═════ WORKING DATA ═════

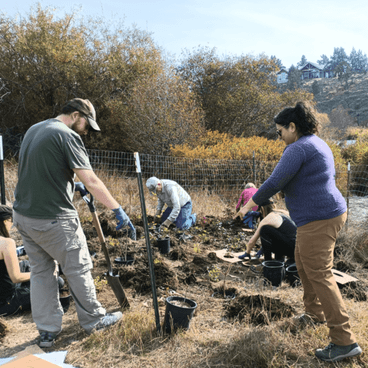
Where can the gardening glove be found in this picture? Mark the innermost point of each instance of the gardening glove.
(167, 223)
(259, 253)
(79, 187)
(250, 218)
(245, 255)
(131, 231)
(158, 213)
(122, 217)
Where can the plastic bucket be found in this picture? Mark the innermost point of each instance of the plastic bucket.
(179, 311)
(164, 245)
(65, 299)
(274, 272)
(292, 275)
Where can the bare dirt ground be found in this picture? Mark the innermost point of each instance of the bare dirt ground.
(191, 269)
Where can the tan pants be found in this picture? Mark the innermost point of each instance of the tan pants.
(64, 241)
(314, 248)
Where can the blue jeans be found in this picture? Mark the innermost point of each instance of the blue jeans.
(185, 218)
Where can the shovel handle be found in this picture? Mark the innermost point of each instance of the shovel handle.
(97, 225)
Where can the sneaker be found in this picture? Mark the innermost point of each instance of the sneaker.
(47, 339)
(334, 353)
(307, 320)
(108, 320)
(245, 255)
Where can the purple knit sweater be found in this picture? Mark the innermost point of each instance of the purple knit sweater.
(306, 174)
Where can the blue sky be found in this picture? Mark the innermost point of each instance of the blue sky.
(284, 28)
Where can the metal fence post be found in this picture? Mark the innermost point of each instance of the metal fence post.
(254, 169)
(347, 196)
(3, 199)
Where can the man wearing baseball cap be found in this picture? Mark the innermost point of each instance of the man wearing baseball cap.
(51, 154)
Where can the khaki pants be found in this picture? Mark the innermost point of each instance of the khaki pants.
(314, 250)
(63, 241)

═════

EXERCISE:
Reproduce all of the data above word for word, leaving out the pictures.

ANSWER BELOW:
Where can the gardening glove be found in this picture? Mark the innermost point of each instance of the gardening glove.
(167, 223)
(259, 253)
(79, 187)
(250, 218)
(245, 255)
(131, 231)
(158, 213)
(122, 217)
Where can the plastic bucket be found in this picture? Mark the innermost point of each instance of the plastic bucket.
(179, 311)
(164, 245)
(65, 299)
(274, 272)
(292, 275)
Where can the bare dirt ground be found in this picture? Mark the innermost point of each instance of the bare dirt ground.
(191, 269)
Where can the tan pants be found in this picture? Mark the innermost point of each instance of the tan pants.
(64, 241)
(314, 248)
Where can the blue jeans be found in this picture? Mark the innermost point of each instance of the blue jeans.
(185, 218)
Where can the shovel handle be found in this picture? Mark the innermost point of each instance of the shovel handle.
(97, 225)
Where can the sneaker be found in this picture? Mark the innermost point of each instance of the sneaker.
(47, 339)
(334, 353)
(307, 320)
(108, 320)
(245, 255)
Where can the purple knit sweater be found in this picture? Mark the innermost point of each instance of the purple knit sweater.
(306, 174)
Where can the blue sky be found in this picture? Mark the innermost point of each instance of the blue sky.
(284, 28)
Where can the metal fence post be found in this picture? Mark the innermost point of each instance of the metal fence post.
(254, 169)
(347, 196)
(3, 199)
Where can the man wearing baseball cap be found in this picture? Mark the innermost point of each instance of the man wearing baseball cap.
(51, 154)
Where can the khaki pants be found in this picture? Mark the innermost point of each instance of the khaki pants.
(314, 250)
(63, 241)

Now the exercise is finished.